__TO DO__
1/ Retype everything in the prison visit account from "I asked if prisoners" down to "lasted two hours.".
2/ Say whether each statement agrees with the prison visit account, answering yes or no and quoting the deciding words: (a) The prison granted sentence reductions to 25 percent of prisoners every year. (b) Those convicted of political crimes were housed with violent criminals. (c) Zha Jianguo was released before serving his full sentence.

═══ DOCUMENT SECTION

Beijing Number Two Prison. Photo Credit: Baidu Baike

In my conversation with the warden in his office (a different warden than the one Zha Jianying had met), I went over my list name by name and asked for their current status. The warden said he’d look into my requests. Although they did not have a separate section, those convicted of political crimes were not housed with violent criminals, sex offenders, or those convicted of economic crimes. Prisoners serving sentences for these crimes were housed together in separate cell blocks.

I was given a detailed account of the point system used to reward prisoners with sentence reductions and parole, as well as other benefits like more frequent family visits, conjugal visits, and use of two telephones to receive calls from family members. The prison granted sentence reductions to 25 percent of prisoners every year, though the warden acknowledged that the sentence reduction rate for those convicted of endangering state security was lower.

I asked if prisoners like Zha Jianguo and Han Chunsheng who refuse to “acknowledge guilt, show genuine remorse, obey regulations, and perform manual labor” could ever gain early release. He replied that prisoners who refuse to acknowledge guilt can petition courts for a retrial. And if their petitions are rejected? “Then the prisoner has no way out,” the warden explained.

After our conversation, I toured the prison grounds accompanied by Ministry of Justice officials and the warden. I used the walk-around to pepper them with questions on individual prisoners. I tried to raise as many names as I could before being invited to leave the prison. The visit had lasted two hours.

Of Courage and Devotion

During one of the monthly visits, Zha Jianguo asked his sister to tell me to stop my efforts on his behalf. He was doing fine, and I should focus on other prisoners who were in greater need. I complied with his request and stopped raising his name. He was released on June 29, 2008, having served his entire nine-year sentence. He returned home to a hero’s welcome.

══════
═══ RAW DATA

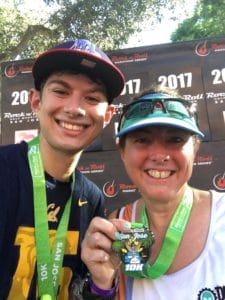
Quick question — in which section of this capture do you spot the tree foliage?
[171,0,225,42]
[0,0,188,62]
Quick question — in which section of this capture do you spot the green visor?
[116,93,204,138]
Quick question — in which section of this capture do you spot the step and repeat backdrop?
[1,37,225,211]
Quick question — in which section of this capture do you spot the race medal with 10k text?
[112,223,154,276]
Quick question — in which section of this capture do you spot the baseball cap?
[116,93,204,138]
[32,39,125,103]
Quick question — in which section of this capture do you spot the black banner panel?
[1,37,225,211]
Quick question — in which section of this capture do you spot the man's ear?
[104,104,116,127]
[28,88,41,113]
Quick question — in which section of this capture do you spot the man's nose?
[64,93,86,116]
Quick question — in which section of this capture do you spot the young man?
[0,40,124,300]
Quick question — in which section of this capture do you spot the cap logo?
[154,102,163,110]
[70,40,101,57]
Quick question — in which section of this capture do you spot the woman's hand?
[81,217,130,289]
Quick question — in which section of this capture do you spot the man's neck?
[40,135,82,181]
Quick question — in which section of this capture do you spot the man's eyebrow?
[47,79,70,88]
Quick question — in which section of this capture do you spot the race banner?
[1,37,225,210]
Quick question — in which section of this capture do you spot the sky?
[14,0,197,48]
[126,0,196,47]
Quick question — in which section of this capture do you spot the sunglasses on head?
[118,94,196,131]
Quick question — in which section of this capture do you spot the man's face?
[30,73,109,154]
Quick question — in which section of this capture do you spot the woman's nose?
[149,142,170,163]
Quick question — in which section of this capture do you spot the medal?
[112,223,154,272]
[41,294,52,300]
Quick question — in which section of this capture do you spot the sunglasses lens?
[124,101,153,119]
[119,99,191,131]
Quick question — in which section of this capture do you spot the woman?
[82,90,225,300]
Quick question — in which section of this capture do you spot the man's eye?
[53,89,67,95]
[168,136,187,144]
[86,96,101,104]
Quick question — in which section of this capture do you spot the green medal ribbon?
[28,137,74,300]
[125,187,193,279]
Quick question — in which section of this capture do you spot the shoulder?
[210,190,225,217]
[0,142,28,162]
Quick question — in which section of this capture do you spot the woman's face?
[120,126,199,200]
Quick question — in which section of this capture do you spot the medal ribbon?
[125,187,193,279]
[28,137,74,300]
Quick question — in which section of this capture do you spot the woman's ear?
[193,136,201,156]
[28,88,41,113]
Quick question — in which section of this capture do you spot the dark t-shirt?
[0,142,104,300]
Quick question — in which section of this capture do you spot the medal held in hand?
[112,223,154,277]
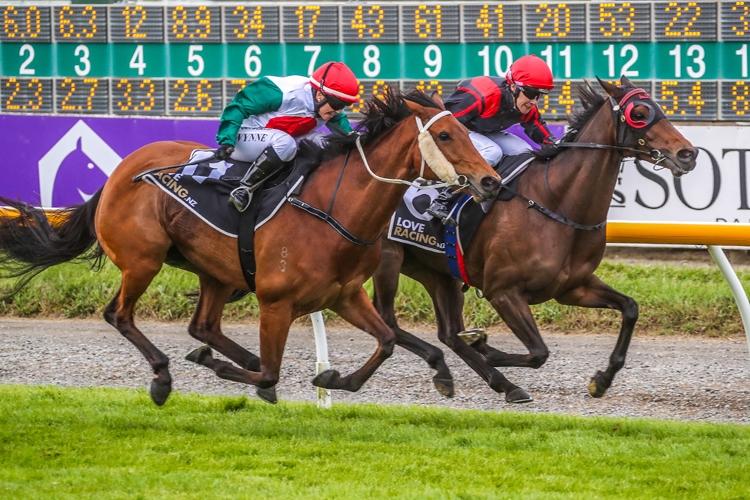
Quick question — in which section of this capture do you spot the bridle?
[555,88,667,166]
[503,88,667,231]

══════

__RESPONSES BY TASK__
1/
I asked if prisoners like Zha Jianguo and Han Chunsheng who refuse to “acknowledge guilt, show genuine remorse, obey regulations, and perform manual labor” could ever gain early release. He replied that prisoners who refuse to acknowledge guilt can petition courts for a retrial. And if their petitions are rejected? “Then the prisoner has no way out,” the warden explained.

After our conversation, I toured the prison grounds accompanied by Ministry of Justice officials and the warden. I used the walk-around to pepper them with questions on individual prisoners. I tried to raise as many names as I could before being invited to leave the prison. The visit had lasted two hours.

2/
(a) Yes: "The prison granted sentence reductions to 25 percent of prisoners every year"
(b) No: "those convicted of political crimes were not housed with violent criminals"
(c) No: "He was released on June 29, 2008, having served his entire nine-year sentence."